Reproduce every one of the following records word for word, in the order given.

**Material provided:**
>> start

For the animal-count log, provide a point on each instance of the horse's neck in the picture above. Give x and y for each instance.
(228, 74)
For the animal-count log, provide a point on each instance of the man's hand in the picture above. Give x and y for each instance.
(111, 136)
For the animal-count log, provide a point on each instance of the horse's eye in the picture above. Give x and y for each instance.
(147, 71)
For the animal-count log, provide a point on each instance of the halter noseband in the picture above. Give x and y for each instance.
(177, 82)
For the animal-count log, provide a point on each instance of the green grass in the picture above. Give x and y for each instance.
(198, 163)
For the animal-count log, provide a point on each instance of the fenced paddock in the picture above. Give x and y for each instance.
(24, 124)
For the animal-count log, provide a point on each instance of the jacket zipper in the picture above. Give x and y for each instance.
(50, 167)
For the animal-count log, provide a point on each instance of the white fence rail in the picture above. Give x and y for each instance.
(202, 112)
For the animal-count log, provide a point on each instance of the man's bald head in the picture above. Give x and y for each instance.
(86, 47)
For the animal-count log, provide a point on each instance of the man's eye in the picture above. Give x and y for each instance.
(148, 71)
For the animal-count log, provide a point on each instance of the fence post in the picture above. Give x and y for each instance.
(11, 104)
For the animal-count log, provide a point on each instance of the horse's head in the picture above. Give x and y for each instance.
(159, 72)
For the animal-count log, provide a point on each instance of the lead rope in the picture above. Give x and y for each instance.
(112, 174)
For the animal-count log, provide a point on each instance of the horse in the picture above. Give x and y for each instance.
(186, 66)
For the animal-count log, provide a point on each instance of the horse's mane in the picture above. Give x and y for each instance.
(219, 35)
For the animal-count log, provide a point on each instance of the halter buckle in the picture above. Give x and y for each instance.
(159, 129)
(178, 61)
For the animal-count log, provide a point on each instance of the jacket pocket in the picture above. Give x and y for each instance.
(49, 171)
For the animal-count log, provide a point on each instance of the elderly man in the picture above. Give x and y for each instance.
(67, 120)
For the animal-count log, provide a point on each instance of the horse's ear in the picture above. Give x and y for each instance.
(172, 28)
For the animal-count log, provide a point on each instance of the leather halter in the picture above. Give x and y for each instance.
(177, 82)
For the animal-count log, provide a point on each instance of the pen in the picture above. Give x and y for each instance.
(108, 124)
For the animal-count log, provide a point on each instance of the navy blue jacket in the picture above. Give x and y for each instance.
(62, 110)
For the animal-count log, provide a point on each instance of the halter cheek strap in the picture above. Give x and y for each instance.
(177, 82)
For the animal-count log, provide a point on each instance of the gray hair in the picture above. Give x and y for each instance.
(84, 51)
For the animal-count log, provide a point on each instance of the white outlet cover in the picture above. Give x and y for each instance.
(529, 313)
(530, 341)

>> end

**Solution:**
For the animal-count log, provide a point on each instance of the horse's neck in the picture above. Give x and y for each instance.
(228, 74)
For the animal-count log, provide a point on each instance of the man's hand in the picture above. Give x and y for each instance.
(111, 136)
For the animal-count log, provide a point on each instance of the horse's eye in the picture above. Give x and y for each instance.
(147, 71)
For the animal-count log, provide a point on each instance of the halter noseband in the picture above. Give x and y for each instance.
(177, 82)
For the animal-count log, provide a point on each instance of the green grass in the picture above. Give x and y for each instance.
(198, 163)
For the animal-count log, provide a point on each instance of the fenced paddock in the picture above. Give x and y for each instance.
(24, 124)
For the animal-count log, provide a point on each instance of the jacket zipper in the picture above. Give x and y for each instance.
(50, 167)
For the animal-count log, provide a point on each instance of the white fence rail in the picture above. Give x and y for each instance.
(202, 112)
For the animal-count log, provide a point on each instance of the man's bald head in the picture above. Give x and y for each instance.
(86, 47)
For the animal-count log, provide a point on each instance of the man's eye in the picture above. Give x and y for each instance.
(148, 71)
For the animal-count log, provide a point on each instance of the fence post in the picture above. Give x and y for each instance.
(11, 104)
For the animal-count log, provide a point on each instance of the horse's head in the picture above. Give x and y for each instance.
(159, 72)
For the animal-count log, provide a point on each instance of the lead rope in the picture above. Give x and y for each instance.
(112, 174)
For the animal-count log, provide a point on each instance of the horse in the picture above. Give x and y for each instance.
(186, 66)
For the animal-count log, provide a point on each instance of the horse's mane in the picture above. Give x and y for each instance.
(219, 35)
For the animal-count log, provide a point on each instance of the halter buckle in the picture above. Give x and y for each instance.
(159, 129)
(178, 61)
For the animal-count log, provide a point on each instance of the jacket pocket in the picture above. Give x and y for each instance.
(49, 171)
For the animal-count log, provide a point on each instance of the elderly man in the picture above. Give x and y for each instance.
(67, 120)
For the animal-count log, provide a point on each instance of the horse's ear in the picture above. Give x and y for each instance.
(172, 28)
For the animal-count log, provide a point on each instance of the leather halter in the picture above. Give x and y for each instance.
(177, 82)
For the animal-count log, provide a point on each instance of the pen in the picture above. Give x and y for each instance.
(108, 124)
For the animal-count log, provide a point on each instance of the navy blue jacket in the picture above. Give x and y for each instance.
(62, 110)
For the animal-count log, provide a point on each instance of the halter cheek strap in the picture above. Give x and y for each instance.
(177, 82)
For the animal-count log, provide a point on each instance of the gray hair in the picture above. Give x and y for each instance.
(84, 51)
For the animal-count log, provide a point on each instance of the white outlet cover in the picture above. Give x and y for each instance.
(529, 313)
(530, 341)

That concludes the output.